Short problem 1
Can you rewrite everything from the start of the records down to the line containing "299, 59, 451, 344", both ends included, with each request kept as is and every coordinate in the answers scaled by 0.7 and rounded to a whole number, halves rounding up? Give only those lines.

- First appearance: "Emissary"; Star Trek: Deep Space Nine; January 3, 1993;
- Last appearance: "What You Leave Behind"; Star Trek: Deep Space Nine; June 2, 1999;
- Portrayed by: Aron Eisenberg

In-universe information
- Species: Ferengi
- Affiliation: Ferengi Alliance United Federation of Planets Starfleet
- Posting: Deep Space Nine USS Defiant
- Position: Operations Officer (Seasons 6-7) Starfleet Cadet (Seasons 4-6) Bar Employee (Seasons 1-4)
- Rank: Lieutenant, Junior Grade (Season 7) Ensign (Seasons 6-7) Cadet (Seasons 4-6) Civilian (Seasons 1-4)

= Nog (Star Trek) =

Fictional character from Star Trek: Deep Space Nine

Nog, played by Aron Eisenberg, is a recurring character on the science fiction television series Star Trek: Deep Space Nine (DS9). A member of the profit-driven alien species known as the Ferengi, he becomes the first Ferengi to join Starfleet, where he excels as first a cadet, and then an officer. He is the nephew of the Ferengi bartender Quark, a major character on the series; the son of Quark's brother Rom; and a close friend of Jake Sisko, the son of Deep Space Nines protagonist Benjamin Sisko. Episodes of the series often paired Nog with Jake.

Nog is the main character in the episode "It's Only a Paper Moon", which was noted for exploring his recovery from post-traumatic stress disorder.

Information provided
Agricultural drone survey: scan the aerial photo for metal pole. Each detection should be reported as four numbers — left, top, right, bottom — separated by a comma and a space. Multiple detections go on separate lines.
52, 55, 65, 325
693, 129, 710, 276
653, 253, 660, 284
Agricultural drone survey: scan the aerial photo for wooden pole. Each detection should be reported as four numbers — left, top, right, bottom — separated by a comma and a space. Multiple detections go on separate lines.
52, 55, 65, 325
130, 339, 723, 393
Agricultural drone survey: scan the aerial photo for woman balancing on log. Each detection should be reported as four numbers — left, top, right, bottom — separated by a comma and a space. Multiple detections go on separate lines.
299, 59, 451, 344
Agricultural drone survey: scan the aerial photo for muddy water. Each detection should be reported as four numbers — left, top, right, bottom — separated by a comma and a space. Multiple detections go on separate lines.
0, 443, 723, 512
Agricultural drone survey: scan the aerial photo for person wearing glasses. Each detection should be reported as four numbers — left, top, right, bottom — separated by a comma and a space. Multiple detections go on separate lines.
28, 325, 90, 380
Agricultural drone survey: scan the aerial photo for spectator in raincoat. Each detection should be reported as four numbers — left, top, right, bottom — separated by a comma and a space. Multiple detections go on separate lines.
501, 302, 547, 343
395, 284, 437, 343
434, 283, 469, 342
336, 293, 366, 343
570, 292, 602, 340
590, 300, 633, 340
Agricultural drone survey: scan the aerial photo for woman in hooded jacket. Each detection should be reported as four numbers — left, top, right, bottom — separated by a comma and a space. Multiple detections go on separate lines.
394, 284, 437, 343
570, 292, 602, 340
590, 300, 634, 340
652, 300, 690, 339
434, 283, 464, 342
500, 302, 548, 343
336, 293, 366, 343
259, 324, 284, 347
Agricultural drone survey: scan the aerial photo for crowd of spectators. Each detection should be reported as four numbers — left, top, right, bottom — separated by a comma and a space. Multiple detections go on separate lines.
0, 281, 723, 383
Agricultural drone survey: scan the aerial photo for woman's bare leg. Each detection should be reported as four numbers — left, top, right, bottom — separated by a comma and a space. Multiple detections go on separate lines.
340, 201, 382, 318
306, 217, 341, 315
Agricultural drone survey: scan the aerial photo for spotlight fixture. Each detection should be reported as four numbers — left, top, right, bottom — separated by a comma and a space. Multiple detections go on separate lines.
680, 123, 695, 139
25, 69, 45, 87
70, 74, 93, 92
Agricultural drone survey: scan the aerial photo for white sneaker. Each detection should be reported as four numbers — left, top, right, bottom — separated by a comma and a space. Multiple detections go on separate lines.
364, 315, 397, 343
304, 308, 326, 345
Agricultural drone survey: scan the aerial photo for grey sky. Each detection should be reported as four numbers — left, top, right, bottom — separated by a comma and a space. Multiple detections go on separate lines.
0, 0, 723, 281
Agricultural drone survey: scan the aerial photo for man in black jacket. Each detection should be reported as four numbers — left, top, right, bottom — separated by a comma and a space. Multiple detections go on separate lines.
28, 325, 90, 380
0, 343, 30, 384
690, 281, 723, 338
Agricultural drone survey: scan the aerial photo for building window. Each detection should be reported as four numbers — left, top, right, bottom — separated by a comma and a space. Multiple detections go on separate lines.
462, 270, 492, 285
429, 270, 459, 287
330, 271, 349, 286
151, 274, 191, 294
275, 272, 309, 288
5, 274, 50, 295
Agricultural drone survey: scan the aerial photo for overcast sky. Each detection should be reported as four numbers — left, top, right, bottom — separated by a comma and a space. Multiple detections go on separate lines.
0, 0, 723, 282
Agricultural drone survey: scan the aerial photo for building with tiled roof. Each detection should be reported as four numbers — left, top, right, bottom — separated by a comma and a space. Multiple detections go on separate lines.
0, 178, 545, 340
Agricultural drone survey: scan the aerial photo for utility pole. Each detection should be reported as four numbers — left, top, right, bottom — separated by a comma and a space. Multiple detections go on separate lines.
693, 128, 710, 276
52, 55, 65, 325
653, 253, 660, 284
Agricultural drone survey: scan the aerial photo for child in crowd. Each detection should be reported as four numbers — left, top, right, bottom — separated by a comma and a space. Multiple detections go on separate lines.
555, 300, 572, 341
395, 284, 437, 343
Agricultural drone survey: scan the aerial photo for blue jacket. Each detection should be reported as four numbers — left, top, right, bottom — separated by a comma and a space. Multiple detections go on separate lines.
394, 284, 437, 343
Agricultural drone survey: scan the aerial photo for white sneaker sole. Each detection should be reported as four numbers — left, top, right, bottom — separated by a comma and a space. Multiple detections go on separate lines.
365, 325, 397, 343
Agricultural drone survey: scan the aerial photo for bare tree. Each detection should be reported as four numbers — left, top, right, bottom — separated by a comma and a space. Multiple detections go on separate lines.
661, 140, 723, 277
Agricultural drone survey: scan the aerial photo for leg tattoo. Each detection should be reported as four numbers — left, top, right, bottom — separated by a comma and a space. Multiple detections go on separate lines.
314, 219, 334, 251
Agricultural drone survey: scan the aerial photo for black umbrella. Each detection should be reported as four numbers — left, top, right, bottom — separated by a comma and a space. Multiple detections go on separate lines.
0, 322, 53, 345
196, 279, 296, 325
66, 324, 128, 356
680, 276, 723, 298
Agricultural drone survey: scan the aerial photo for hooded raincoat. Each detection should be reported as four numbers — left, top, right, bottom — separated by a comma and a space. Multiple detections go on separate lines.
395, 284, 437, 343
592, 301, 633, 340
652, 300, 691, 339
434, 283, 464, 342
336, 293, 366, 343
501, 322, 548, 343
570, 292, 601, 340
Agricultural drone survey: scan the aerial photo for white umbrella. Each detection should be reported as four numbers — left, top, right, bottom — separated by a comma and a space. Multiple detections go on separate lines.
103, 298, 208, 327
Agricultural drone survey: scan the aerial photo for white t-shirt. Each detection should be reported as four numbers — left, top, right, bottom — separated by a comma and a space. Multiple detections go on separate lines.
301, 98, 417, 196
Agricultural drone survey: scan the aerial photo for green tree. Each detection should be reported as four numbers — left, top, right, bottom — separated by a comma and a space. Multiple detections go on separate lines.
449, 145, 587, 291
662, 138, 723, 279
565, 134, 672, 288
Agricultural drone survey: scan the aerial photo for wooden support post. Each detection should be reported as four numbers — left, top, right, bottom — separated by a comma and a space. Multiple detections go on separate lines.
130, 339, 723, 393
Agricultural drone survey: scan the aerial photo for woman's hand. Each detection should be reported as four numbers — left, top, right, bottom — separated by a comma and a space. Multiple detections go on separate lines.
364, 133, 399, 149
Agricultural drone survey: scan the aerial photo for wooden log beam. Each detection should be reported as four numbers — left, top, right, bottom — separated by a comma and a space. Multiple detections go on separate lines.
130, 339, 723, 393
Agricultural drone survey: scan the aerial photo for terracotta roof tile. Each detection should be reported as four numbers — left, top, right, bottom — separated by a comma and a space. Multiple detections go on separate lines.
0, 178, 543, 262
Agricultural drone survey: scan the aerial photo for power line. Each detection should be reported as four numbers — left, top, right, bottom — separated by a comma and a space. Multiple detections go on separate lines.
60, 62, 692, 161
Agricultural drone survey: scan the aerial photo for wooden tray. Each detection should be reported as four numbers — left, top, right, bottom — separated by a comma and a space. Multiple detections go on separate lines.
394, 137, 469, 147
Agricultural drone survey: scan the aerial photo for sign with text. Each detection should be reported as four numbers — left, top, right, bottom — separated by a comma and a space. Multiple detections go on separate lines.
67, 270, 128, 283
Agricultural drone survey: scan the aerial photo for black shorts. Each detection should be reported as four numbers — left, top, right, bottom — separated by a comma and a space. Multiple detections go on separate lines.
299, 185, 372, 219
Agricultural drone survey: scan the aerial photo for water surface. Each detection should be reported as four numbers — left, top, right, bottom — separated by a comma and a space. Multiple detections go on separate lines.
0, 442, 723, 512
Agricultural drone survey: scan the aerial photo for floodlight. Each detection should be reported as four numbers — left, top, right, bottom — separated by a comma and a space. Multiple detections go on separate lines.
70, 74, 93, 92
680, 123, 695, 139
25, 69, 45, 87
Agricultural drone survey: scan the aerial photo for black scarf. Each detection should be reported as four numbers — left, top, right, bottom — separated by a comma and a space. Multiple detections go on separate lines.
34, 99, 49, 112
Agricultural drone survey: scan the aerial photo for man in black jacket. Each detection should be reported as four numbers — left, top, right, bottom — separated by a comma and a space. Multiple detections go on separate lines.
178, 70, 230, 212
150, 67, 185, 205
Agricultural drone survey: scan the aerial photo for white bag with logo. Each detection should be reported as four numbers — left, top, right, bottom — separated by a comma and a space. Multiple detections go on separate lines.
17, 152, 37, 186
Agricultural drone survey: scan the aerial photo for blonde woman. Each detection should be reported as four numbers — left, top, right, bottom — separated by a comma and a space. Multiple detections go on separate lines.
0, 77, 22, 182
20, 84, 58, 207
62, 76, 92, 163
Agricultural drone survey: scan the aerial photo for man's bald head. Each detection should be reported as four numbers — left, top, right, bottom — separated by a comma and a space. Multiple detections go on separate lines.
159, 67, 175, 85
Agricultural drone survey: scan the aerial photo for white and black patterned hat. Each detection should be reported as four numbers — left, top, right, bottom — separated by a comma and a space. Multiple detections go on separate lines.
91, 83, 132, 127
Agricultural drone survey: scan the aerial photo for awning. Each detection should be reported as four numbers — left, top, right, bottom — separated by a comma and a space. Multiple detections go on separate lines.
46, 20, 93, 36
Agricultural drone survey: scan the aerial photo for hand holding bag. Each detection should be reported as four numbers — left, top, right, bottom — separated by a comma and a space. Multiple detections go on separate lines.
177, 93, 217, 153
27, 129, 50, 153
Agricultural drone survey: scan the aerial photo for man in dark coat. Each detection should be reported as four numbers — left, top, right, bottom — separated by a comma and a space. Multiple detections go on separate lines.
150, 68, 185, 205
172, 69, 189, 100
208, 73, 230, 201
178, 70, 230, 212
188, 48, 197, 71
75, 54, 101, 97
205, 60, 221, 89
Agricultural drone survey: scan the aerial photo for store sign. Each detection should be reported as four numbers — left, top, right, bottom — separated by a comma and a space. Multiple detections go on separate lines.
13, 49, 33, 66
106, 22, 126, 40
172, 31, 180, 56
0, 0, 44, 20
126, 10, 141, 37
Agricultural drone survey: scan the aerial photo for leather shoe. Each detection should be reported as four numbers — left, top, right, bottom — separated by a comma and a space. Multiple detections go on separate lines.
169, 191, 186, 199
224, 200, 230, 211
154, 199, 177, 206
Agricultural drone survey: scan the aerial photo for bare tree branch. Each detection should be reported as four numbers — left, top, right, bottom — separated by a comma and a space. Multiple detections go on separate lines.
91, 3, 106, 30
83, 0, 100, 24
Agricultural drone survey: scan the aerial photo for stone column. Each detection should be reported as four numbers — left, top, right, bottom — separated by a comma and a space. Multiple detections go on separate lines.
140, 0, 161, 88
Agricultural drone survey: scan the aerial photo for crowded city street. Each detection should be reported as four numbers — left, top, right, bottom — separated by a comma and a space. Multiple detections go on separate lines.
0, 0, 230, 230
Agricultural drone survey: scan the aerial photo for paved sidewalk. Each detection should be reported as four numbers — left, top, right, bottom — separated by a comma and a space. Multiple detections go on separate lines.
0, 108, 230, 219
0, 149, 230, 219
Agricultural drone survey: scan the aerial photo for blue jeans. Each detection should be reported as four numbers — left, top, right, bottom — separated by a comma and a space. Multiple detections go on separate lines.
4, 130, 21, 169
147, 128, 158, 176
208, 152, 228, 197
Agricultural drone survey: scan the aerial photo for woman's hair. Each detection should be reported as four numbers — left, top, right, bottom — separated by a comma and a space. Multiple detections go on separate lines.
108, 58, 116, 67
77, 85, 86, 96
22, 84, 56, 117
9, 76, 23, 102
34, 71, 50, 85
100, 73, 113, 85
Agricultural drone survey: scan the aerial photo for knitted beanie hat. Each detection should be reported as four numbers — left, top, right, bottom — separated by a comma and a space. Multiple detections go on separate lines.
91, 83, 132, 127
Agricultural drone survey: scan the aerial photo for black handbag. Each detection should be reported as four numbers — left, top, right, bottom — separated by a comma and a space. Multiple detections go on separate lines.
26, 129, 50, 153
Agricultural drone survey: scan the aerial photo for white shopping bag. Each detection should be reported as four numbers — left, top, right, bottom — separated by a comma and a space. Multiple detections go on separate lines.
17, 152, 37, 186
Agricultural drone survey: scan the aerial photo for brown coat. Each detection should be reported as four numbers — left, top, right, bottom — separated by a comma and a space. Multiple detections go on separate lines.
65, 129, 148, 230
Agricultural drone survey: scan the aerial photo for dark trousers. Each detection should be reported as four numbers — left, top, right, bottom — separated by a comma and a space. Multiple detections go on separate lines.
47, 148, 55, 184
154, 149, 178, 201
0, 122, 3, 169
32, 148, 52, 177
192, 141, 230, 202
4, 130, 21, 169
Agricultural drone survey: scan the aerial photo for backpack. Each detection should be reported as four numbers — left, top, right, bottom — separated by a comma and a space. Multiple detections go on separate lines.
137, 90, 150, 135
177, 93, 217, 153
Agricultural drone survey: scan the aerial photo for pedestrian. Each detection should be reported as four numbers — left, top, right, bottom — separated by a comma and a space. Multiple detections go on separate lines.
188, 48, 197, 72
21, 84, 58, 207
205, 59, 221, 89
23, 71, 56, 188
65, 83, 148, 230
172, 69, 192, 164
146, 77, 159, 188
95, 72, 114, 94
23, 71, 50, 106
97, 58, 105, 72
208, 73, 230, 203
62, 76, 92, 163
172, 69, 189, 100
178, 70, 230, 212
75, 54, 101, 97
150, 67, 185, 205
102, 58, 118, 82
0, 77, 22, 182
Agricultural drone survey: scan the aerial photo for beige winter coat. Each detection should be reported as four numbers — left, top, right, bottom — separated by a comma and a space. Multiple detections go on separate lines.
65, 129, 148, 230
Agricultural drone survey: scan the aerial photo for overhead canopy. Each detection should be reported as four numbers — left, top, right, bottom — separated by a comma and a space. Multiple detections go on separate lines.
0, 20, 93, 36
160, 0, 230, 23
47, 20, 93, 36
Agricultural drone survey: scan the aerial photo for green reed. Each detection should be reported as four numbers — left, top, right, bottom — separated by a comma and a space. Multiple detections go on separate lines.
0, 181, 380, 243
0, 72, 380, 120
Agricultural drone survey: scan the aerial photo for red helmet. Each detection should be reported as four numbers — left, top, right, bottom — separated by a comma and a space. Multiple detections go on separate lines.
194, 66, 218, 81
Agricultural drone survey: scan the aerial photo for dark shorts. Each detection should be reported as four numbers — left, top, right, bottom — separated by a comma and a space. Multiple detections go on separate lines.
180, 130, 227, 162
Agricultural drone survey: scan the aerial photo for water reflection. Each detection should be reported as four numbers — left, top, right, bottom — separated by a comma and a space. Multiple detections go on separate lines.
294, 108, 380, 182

Short problem 2
Could you return the full article on Nog, word for word?

Exercise output 1
Agricultural drone survey: scan the aerial photo for metal pole. Each detection should be reported as four numbers — left, top, right, bottom — separated by a comma and a space. Multiple detections go on separate lines.
36, 39, 46, 228
485, 90, 497, 193
457, 177, 462, 199
Agricultural drone survey: scan the aerial photo for wooden pole. Each detection should be reported as four numbers — left, top, right, bottom — separated by a comma and a space. Multiple detections go on separate lines.
36, 39, 46, 228
91, 237, 506, 275
Agricultural drone survey: scan the aerial photo for woman balancing on log. Each detection should be reported as four numbers — left, top, right, bottom — separated by a comma and a space. Multiple detections go on separate lines.
209, 41, 316, 241

Exercise output 2
- First appearance: "Emissary"; Star Trek: Deep Space Nine; January 3, 1993;
- Last appearance: "What You Leave Behind"; Star Trek: Deep Space Nine; June 2, 1999;
- Portrayed by: Aron Eisenberg

In-universe information
- Species: Ferengi
- Affiliation: Ferengi Alliance United Federation of Planets Starfleet
- Posting: Deep Space Nine USS Defiant
- Position: Operations Officer (Seasons 6-7) Starfleet Cadet (Seasons 4-6) Bar Employee (Seasons 1-4)
- Rank: Lieutenant, Junior Grade (Season 7) Ensign (Seasons 6-7) Cadet (Seasons 4-6) Civilian (Seasons 1-4)

= Nog (Star Trek) =

Fictional character from Star Trek: Deep Space Nine

Nog, played by Aron Eisenberg, is a recurring character on the science fiction television series Star Trek: Deep Space Nine (DS9). A member of the profit-driven alien species known as the Ferengi, he becomes the first Ferengi to join Starfleet, where he excels as first a cadet, and then an officer. He is the nephew of the Ferengi bartender Quark, a major character on the series; the son of Quark's brother Rom; and a close friend of Jake Sisko, the son of Deep Space Nines protagonist Benjamin Sisko. Episodes of the series often paired Nog with Jake.

Nog is the main character in the episode "It's Only a Paper Moon", which was noted for exploring his recovery from post-traumatic stress disorder.